Entries from a dataset
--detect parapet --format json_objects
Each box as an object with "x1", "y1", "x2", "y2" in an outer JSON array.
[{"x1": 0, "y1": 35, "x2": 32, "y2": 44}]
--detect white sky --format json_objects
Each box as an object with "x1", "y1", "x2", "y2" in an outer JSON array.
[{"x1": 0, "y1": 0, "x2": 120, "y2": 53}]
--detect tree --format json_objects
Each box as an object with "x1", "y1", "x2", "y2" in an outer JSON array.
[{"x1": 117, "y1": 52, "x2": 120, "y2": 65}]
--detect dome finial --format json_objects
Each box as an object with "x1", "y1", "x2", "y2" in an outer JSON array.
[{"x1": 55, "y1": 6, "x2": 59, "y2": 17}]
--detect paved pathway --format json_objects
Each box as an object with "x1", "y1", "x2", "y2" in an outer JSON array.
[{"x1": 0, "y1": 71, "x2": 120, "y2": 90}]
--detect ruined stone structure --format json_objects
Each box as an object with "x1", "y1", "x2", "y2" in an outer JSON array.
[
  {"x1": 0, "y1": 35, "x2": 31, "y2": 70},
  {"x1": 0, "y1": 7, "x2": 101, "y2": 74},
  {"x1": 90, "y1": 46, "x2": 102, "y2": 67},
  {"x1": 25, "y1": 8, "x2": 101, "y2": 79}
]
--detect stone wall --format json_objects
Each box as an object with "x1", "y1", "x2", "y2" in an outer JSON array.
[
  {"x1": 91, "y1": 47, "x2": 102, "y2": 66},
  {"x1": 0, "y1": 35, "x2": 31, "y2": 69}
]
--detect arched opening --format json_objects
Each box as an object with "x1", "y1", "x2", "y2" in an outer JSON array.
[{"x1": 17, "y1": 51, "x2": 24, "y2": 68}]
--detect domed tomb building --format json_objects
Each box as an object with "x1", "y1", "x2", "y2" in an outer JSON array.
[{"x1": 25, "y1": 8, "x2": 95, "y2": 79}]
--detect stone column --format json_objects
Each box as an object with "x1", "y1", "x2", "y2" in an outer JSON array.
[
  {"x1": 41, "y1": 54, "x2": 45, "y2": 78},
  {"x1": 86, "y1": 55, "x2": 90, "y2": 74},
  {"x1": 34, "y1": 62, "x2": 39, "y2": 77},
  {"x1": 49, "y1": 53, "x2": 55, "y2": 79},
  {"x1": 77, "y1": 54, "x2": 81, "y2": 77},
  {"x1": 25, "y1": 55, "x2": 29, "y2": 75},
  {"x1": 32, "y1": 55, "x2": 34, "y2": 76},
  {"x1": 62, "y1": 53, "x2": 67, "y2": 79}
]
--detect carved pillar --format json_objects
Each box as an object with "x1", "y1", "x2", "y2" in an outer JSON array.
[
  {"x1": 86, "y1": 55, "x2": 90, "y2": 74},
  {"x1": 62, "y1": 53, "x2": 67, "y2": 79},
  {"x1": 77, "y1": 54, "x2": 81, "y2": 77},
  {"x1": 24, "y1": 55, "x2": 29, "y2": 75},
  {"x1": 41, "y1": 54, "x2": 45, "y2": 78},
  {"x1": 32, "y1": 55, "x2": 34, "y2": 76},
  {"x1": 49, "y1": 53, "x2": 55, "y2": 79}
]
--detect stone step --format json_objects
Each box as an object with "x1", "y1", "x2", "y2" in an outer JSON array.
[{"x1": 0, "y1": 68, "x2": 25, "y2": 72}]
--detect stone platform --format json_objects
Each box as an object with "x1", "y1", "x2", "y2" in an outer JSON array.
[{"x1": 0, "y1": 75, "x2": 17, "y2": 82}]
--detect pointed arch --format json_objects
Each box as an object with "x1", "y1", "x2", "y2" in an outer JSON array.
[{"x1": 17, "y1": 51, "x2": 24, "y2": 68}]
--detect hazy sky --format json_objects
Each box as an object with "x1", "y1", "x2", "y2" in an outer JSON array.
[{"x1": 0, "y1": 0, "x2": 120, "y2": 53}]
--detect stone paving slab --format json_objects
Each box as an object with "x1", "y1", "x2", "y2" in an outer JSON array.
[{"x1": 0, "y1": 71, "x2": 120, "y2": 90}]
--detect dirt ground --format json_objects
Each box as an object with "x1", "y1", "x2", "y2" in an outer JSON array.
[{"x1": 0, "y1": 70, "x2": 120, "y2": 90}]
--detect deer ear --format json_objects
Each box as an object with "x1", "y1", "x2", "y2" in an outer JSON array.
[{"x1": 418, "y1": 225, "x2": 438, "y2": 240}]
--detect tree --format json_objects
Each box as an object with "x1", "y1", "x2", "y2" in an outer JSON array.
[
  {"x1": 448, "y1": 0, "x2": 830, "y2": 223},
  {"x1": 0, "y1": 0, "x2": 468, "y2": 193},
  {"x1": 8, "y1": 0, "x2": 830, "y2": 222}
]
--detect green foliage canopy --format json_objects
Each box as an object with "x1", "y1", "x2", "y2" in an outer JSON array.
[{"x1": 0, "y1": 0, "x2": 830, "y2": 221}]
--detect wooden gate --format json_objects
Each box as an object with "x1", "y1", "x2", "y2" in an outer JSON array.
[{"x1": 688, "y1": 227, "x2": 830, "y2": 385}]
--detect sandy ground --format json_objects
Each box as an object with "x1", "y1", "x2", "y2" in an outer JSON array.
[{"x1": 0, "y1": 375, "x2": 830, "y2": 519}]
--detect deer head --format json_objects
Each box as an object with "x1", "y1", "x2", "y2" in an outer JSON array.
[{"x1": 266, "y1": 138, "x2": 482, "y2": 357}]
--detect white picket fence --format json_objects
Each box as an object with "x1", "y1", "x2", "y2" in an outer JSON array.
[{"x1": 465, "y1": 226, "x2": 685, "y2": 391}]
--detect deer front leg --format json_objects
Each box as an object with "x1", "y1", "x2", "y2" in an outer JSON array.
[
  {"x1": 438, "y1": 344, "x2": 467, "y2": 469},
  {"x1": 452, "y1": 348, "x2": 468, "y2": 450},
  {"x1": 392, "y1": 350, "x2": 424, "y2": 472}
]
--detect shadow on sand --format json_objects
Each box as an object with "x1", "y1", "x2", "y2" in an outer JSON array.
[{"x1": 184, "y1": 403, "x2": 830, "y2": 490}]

● What to produce: Can you output every line of the listing above as a numbered list, skipping any blank lines?

● Output:
1. --detect parapet --format json_objects
2. Each box as an object with "x1", "y1", "x2", "y2" in an outer JSON array.
3. [{"x1": 0, "y1": 35, "x2": 32, "y2": 44}]
4. --detect white sky --format json_objects
5. Each box as an object with "x1", "y1", "x2", "y2" in an outer JSON array.
6. [{"x1": 0, "y1": 0, "x2": 120, "y2": 53}]
7. --detect tree --format json_objects
8. Each box as an object with "x1", "y1", "x2", "y2" in an outer JSON array.
9. [{"x1": 117, "y1": 52, "x2": 120, "y2": 65}]
10. --detect dome finial --format json_objects
11. Each box as an object with "x1", "y1", "x2", "y2" in an outer JSON array.
12. [{"x1": 55, "y1": 6, "x2": 59, "y2": 17}]
13. --detect paved pathway --format json_objects
14. Each box as an object with "x1", "y1", "x2", "y2" in an outer JSON array.
15. [{"x1": 0, "y1": 71, "x2": 120, "y2": 90}]
16. --detect ruined stone structure --format json_objects
17. Each box as an object with "x1", "y1", "x2", "y2" in an outer JSON array.
18. [
19.   {"x1": 0, "y1": 35, "x2": 31, "y2": 70},
20.   {"x1": 0, "y1": 7, "x2": 101, "y2": 74},
21.   {"x1": 90, "y1": 46, "x2": 102, "y2": 67},
22.   {"x1": 25, "y1": 8, "x2": 101, "y2": 79}
23. ]
24. --detect stone wall --format json_objects
25. Each box as an object with "x1", "y1", "x2", "y2" in an outer JSON array.
26. [
27.   {"x1": 91, "y1": 47, "x2": 102, "y2": 66},
28.   {"x1": 0, "y1": 35, "x2": 31, "y2": 69}
29. ]
30. --detect arched opening --format json_objects
31. Each box as an object with "x1", "y1", "x2", "y2" in an outer JSON array.
32. [{"x1": 17, "y1": 51, "x2": 24, "y2": 68}]
33. --detect domed tomb building --format json_objects
34. Each box as an object with "x1", "y1", "x2", "y2" in an outer JSON array.
35. [{"x1": 25, "y1": 8, "x2": 95, "y2": 79}]
36. --detect stone column --format json_objects
37. Each box as an object with "x1", "y1", "x2", "y2" in an outer JSON array.
38. [
39.   {"x1": 41, "y1": 54, "x2": 45, "y2": 78},
40.   {"x1": 86, "y1": 55, "x2": 90, "y2": 74},
41.   {"x1": 34, "y1": 62, "x2": 39, "y2": 77},
42.   {"x1": 49, "y1": 53, "x2": 55, "y2": 79},
43.   {"x1": 77, "y1": 54, "x2": 81, "y2": 77},
44.   {"x1": 25, "y1": 55, "x2": 29, "y2": 75},
45.   {"x1": 32, "y1": 55, "x2": 34, "y2": 76},
46.   {"x1": 62, "y1": 53, "x2": 67, "y2": 79}
47. ]
48. --detect carved pillar --format json_objects
49. Each box as an object with "x1", "y1", "x2", "y2" in an outer JSON array.
50. [
51.   {"x1": 86, "y1": 55, "x2": 90, "y2": 74},
52.   {"x1": 62, "y1": 53, "x2": 67, "y2": 79},
53.   {"x1": 77, "y1": 54, "x2": 81, "y2": 77},
54.   {"x1": 24, "y1": 55, "x2": 29, "y2": 75},
55.   {"x1": 41, "y1": 54, "x2": 45, "y2": 78},
56.   {"x1": 32, "y1": 55, "x2": 34, "y2": 76},
57.   {"x1": 49, "y1": 53, "x2": 55, "y2": 79}
58. ]
59. --detect stone step --format json_objects
60. Each box as an object with "x1", "y1", "x2", "y2" in an outer JSON array.
61. [{"x1": 0, "y1": 68, "x2": 25, "y2": 72}]
62. --detect stone platform --format json_objects
63. Each box as an object with "x1", "y1", "x2", "y2" in an outer JSON array.
64. [{"x1": 0, "y1": 75, "x2": 17, "y2": 82}]
65. --detect pointed arch --format json_objects
66. Each box as an object with "x1", "y1", "x2", "y2" in an outer JSON array.
67. [{"x1": 17, "y1": 51, "x2": 24, "y2": 68}]
68. --detect hazy sky --format json_objects
69. Each box as an object with "x1", "y1", "x2", "y2" in an outer JSON array.
70. [{"x1": 0, "y1": 0, "x2": 120, "y2": 53}]
71. --detect stone paving slab --format json_objects
72. Each box as an object with "x1", "y1", "x2", "y2" in an outer JSON array.
73. [{"x1": 0, "y1": 71, "x2": 120, "y2": 90}]
74. --detect dirt ground --format json_objects
75. Each box as an object with "x1", "y1", "x2", "y2" in an outer JSON array.
76. [{"x1": 0, "y1": 70, "x2": 120, "y2": 90}]
77. --detect deer ear --format json_objects
78. Each box as an object with "x1", "y1", "x2", "y2" in an outer JSON array.
79. [{"x1": 418, "y1": 225, "x2": 438, "y2": 240}]
80. --detect tree --format json_objects
81. Each box as an object with "x1", "y1", "x2", "y2" in an outer JSON array.
82. [
83.   {"x1": 448, "y1": 0, "x2": 830, "y2": 223},
84.   {"x1": 0, "y1": 0, "x2": 468, "y2": 193},
85.   {"x1": 8, "y1": 0, "x2": 830, "y2": 222}
86. ]
87. --detect green foliage canopy --format json_objects
88. Each box as an object with "x1", "y1", "x2", "y2" in an outer JSON array.
89. [{"x1": 0, "y1": 0, "x2": 830, "y2": 221}]
90. --detect wooden gate --format json_objects
91. Each box as an object with "x1", "y1", "x2", "y2" in an outer JSON array.
92. [{"x1": 688, "y1": 227, "x2": 830, "y2": 385}]
93. --detect sandy ground --format json_objects
94. Each box as an object with "x1", "y1", "x2", "y2" in an outer JSON array.
95. [{"x1": 0, "y1": 375, "x2": 830, "y2": 519}]
96. --detect deer head --format json_objects
97. Each box as an object with "x1", "y1", "x2", "y2" in an outer JSON array.
98. [{"x1": 266, "y1": 138, "x2": 482, "y2": 357}]
99. --detect white picket fence --format json_objects
100. Each box as an object with "x1", "y1", "x2", "y2" in an outer JSON array.
101. [{"x1": 465, "y1": 226, "x2": 685, "y2": 391}]
102. --detect deer front leg --format json_objects
103. Each box as an object with "x1", "y1", "x2", "y2" in an outer JSON array.
104. [
105.   {"x1": 438, "y1": 344, "x2": 467, "y2": 469},
106.   {"x1": 452, "y1": 348, "x2": 468, "y2": 450},
107.   {"x1": 392, "y1": 350, "x2": 424, "y2": 472}
108. ]
109. --detect shadow on sand --format json_objects
110. Each box as an object with "x1", "y1", "x2", "y2" in an outer JSON array.
111. [{"x1": 184, "y1": 403, "x2": 830, "y2": 490}]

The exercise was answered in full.